## Data shown

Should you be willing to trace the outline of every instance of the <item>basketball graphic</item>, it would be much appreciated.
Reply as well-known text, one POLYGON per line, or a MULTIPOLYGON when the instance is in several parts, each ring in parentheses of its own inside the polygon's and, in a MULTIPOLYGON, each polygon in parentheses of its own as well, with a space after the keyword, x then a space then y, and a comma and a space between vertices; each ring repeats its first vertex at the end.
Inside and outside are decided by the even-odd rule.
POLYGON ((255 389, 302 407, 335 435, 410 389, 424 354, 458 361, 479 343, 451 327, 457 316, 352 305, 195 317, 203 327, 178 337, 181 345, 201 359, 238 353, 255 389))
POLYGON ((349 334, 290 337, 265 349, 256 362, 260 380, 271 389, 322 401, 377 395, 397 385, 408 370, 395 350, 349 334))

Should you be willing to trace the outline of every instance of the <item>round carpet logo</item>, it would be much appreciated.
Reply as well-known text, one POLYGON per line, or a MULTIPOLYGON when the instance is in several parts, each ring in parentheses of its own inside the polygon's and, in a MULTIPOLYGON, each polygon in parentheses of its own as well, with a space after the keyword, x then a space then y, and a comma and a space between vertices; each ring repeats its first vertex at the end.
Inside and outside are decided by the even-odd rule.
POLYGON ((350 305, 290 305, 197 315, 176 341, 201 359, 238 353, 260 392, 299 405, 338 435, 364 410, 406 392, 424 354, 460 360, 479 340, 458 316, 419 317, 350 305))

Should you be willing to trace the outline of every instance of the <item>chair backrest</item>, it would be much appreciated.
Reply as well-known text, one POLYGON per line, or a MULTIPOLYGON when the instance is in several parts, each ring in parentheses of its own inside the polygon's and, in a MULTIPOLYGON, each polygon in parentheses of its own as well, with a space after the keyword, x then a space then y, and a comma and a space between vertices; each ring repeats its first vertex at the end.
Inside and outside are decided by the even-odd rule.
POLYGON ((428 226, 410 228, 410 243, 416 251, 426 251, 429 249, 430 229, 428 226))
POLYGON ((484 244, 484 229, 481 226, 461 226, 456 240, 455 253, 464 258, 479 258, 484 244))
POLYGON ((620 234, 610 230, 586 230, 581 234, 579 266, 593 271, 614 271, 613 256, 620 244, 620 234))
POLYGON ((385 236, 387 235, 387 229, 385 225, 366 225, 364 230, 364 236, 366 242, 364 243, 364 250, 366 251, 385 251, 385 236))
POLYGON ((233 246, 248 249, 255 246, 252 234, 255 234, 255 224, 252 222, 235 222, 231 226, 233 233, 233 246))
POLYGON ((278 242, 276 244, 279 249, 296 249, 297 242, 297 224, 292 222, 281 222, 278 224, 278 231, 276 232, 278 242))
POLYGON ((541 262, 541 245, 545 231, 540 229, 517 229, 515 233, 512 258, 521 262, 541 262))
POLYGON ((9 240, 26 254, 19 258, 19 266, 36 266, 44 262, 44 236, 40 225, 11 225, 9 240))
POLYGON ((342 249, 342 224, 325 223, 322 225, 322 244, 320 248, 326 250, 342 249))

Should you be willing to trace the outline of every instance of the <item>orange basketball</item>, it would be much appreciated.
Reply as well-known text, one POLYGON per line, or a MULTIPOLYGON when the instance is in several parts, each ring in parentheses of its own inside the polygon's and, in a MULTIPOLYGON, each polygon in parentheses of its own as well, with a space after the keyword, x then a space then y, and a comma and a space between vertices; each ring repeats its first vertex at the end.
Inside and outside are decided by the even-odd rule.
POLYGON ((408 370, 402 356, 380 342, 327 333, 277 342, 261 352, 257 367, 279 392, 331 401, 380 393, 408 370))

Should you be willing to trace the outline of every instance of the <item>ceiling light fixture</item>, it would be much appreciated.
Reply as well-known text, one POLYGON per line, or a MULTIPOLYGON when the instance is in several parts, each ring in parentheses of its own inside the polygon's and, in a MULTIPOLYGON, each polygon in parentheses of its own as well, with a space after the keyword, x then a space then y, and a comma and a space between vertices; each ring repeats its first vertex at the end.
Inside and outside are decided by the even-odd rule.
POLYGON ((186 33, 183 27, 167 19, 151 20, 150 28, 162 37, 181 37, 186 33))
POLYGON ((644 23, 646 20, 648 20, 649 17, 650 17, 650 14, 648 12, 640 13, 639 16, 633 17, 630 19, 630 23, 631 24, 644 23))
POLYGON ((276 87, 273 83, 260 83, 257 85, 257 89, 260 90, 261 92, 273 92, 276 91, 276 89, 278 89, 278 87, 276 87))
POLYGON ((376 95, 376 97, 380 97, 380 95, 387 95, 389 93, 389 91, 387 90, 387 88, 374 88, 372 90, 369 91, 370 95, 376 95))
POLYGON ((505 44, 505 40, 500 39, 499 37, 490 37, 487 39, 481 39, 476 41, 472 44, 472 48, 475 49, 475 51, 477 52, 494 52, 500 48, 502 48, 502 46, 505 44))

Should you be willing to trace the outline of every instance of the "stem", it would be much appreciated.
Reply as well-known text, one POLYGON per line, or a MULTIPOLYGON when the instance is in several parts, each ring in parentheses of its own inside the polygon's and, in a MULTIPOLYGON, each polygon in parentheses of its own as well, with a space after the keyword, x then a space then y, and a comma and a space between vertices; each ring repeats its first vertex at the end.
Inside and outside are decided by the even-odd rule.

## What you will do
Reproduce the part of the records above that opens with the line containing "backrest</item>, it would be much appreciated." and closes with the line containing "POLYGON ((484 244, 484", replacing "well-known text" with "WKT" and leaving all else unchanged.

## Task output
Should you be willing to trace the outline of every instance of the <item>chair backrest</item>, it would be much appreciated.
Reply as WKT, one POLYGON per line, or a MULTIPOLYGON when the instance is in several parts, each ring in parentheses of its own inside the polygon's and, in a MULTIPOLYGON, each polygon in parentheses of its own as well, with a space after the keyword, x then a space then y, and a comma and a space between vertices; each ring repeats its first vertex at the end.
Inside and outside are decided by the even-odd rule.
POLYGON ((428 226, 410 228, 410 243, 416 251, 426 251, 429 249, 430 229, 428 226))
POLYGON ((484 244, 484 229, 481 226, 461 226, 456 240, 455 253, 464 258, 479 258, 484 244))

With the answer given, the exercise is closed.